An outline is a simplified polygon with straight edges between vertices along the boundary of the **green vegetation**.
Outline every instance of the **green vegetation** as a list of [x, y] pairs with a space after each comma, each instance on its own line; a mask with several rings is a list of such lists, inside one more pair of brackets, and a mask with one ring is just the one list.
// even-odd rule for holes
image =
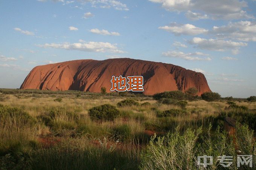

━━━━━━━━

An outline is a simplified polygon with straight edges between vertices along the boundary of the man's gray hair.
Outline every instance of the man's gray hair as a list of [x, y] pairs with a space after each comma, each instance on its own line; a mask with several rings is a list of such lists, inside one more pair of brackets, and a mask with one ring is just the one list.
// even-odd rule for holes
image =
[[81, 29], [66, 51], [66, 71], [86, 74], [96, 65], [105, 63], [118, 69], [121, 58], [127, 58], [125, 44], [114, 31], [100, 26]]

━━━━━━━━

▸ **Exercise description**
Count the lines of the material above that contain the string "gray", treating uppercase and lowercase as different. Reply with the number only.

▸ **Task result**
2